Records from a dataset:
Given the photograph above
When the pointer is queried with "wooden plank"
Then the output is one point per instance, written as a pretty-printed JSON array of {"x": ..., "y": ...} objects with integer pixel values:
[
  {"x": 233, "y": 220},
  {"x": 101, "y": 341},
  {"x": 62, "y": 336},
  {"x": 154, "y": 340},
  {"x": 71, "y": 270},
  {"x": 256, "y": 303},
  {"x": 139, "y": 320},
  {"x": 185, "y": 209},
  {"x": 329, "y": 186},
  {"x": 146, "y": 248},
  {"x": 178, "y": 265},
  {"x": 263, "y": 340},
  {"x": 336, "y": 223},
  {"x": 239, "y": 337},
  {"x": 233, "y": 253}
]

Exercise prompt: Copy all the records above exactly, missing none.

Written reply:
Given the photograph above
When the pointer is queried with "wooden plank"
Then the output is one point per instance, written as a pretty-printed JSON array of {"x": ..., "y": ...} objects with integer pixel values:
[
  {"x": 233, "y": 220},
  {"x": 101, "y": 341},
  {"x": 62, "y": 336},
  {"x": 154, "y": 340},
  {"x": 71, "y": 270},
  {"x": 256, "y": 303},
  {"x": 139, "y": 320},
  {"x": 185, "y": 209},
  {"x": 329, "y": 186},
  {"x": 146, "y": 248},
  {"x": 178, "y": 265},
  {"x": 263, "y": 340},
  {"x": 336, "y": 223},
  {"x": 239, "y": 337},
  {"x": 233, "y": 253}
]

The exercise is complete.